Extract:
● ● ● ●

Sergey Kolesnikov and Igor Rybakov spent their summers in the early 1990s fixing rooftops around Moscow, a job that paid them about $500 a month.

The work gave the aspiring scientists, who were roommates at the Moscow Institute of Physics and Technology, Russia’s top research university, a chance to become entrepreneurs after the fall of the Soviet Union.

“We earned two degrees, one in physics and one in roofing,” Kolesnikov said in an interview at his central Moscow office.

The roofing degree paid off. Closely held Technonicol, the company they founded while in college, is now the country’s largest roofing-supply company, with a network of 700 distribution outlets across the country, 180 of them wholly- owned. The business had revenue of 59.4 billion rubles ($1.9 billion) in 2012, up 25 percent from the prior year, according to financial statements provided by Kolesnikov.

The company is valued at $2.8 billion, according to data compiled by Bloomberg, making the equal partners two of the youngest billionaires in Russia. Neither has appeared on an international wealth ranking.

“I always liked to solve puzzles, and to me business is a kind of puzzle,” Kolesnikov said. “Neither of us ever thought about earning money of such scale.”

● ● ● ●

Provided information:

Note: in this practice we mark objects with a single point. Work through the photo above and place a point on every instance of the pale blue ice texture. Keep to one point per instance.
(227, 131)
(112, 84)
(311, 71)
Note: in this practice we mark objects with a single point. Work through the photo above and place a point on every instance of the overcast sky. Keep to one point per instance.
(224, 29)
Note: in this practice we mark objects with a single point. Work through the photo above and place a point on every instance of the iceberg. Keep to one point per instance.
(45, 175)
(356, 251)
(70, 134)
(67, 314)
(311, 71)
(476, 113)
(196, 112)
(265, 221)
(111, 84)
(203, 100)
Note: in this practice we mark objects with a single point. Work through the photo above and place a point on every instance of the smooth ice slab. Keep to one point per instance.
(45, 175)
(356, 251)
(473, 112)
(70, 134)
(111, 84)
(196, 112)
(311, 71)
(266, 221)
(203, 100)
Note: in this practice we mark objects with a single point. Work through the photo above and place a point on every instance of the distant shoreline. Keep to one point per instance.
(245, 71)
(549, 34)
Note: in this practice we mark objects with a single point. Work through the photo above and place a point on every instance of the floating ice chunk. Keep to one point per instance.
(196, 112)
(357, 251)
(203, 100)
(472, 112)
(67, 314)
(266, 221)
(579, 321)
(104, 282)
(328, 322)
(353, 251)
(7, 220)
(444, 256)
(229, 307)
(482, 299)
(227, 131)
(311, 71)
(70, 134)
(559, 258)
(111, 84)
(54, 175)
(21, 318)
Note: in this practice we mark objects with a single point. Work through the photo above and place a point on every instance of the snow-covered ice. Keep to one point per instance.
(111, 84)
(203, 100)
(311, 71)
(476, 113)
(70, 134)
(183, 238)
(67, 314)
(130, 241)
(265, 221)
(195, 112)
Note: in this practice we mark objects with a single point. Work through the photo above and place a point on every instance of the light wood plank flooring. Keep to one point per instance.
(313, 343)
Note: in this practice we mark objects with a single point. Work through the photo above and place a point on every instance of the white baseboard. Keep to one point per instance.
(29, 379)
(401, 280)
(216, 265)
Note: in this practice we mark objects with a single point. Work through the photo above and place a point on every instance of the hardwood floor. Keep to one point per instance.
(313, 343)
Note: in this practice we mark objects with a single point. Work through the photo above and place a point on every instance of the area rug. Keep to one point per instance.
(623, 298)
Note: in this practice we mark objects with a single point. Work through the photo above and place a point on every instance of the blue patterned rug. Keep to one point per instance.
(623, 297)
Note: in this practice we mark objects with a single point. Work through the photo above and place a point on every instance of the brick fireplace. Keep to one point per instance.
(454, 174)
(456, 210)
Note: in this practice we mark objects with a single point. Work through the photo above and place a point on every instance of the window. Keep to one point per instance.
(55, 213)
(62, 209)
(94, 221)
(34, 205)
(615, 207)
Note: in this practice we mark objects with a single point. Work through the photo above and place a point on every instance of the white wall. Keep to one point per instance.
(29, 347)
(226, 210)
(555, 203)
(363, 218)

● ● ● ●

Given request A: List every sum of money mentioned in the article about the founders of Technonicol, in the order they appear.
Given request B: Continue the article about the two Technonicol founders, starting after its final quote.

Final result A:
- about $500 a month
- 59.4 billion rubles
- $1.9 billion
- $2.8 billion

Final result B:
Rebuilding Russia

The billionaires, both 41, had a well-timed entry into the market, catching the start of a wave of private homeownership and government upgrades to Soviet-era housing. The number of newly built private homes in Russia almost doubled to 205,000 from 2002 to 2012, according to data from the Federal State Statistics Service, and new apartment units increased more than two times during the past decade to 838,000.

In the past five years, the government has spent more than $7 billion improving the country’s housing, according to the State Fund for Assistance to Housing and Communal Services, and plans to spend an additional $3.3 billion on materials to upgrade 1.6 million apartment blocks that are still in need of repair.

Technonicol has a 30 percent share of Russia’s insulation market, according to Moscow-based Abarus Market Research. It derives 70 percent of its sales supplying repair work and the balance from new construction sales.

The company’s operating income rose 44 percent to 10.5 billion rubles, according to the financial statements. Kolesnikov said earnings before interest, taxes, depreciation and amortization was 12 billion rubles in 2012, and that Technonicol has doubled its output per worker since 2008.

Margin Envy

The company is valued using the average enterprise value- to-Ebitda multiple of three publicly traded peers: Hedehusene, Denmark-based Rockwool International A/S, Courbevoie, France- based Cie. de Saint-Gobain SA and Baar, Switzerland-based Sika AG. Enterprise value is defined as market capitalization plus total debt minus cash.

“Technonicol managed to generate an Ebitda margin of 20 percent, which is impressive,” said Daniel Patterson, an analyst with Skandinaviska Enskilda Banken in Copenhagen in an e-mail. “Most European building materials companies would envy that.”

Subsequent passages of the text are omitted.